■ GIVEN TASK ■
Reproduce the full listing that appears beneath this instruction exactly.

■ RECORDS TO USE ■

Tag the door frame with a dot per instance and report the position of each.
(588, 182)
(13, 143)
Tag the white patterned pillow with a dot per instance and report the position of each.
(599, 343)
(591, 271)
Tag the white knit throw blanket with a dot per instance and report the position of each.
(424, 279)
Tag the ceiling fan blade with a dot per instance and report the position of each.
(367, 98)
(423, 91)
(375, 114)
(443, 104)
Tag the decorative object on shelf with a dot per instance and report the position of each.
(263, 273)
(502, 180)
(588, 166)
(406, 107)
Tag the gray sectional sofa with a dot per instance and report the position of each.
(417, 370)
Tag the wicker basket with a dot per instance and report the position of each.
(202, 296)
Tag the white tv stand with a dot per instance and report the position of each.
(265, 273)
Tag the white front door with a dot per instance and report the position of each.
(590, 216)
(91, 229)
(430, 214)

■ OUTPUT FOR THIS TASK ■
Tag the door frame with a dot per instance and report the position of each.
(588, 182)
(13, 143)
Tag the white patterned pillow with a dot per instance and report the position of each.
(599, 343)
(591, 271)
Tag the white knit throw blanket with a dot per instance and report the position of each.
(424, 279)
Tag the ceiling fan blade with a dot per instance and report the position of each.
(367, 98)
(423, 91)
(375, 114)
(443, 104)
Tag the decorative object on shelf with a dot per instance and report the position of each.
(263, 273)
(502, 180)
(588, 166)
(406, 107)
Tag the gray sectional sofa with a dot per instance and report the position of each.
(417, 370)
Tag the wicker basket with a dot per instance and report the position of each.
(202, 296)
Tag the white tv stand with a dot per instance and report the position of each.
(265, 273)
Tag the white front door with a dot per instance and report the position of each.
(590, 216)
(91, 229)
(430, 214)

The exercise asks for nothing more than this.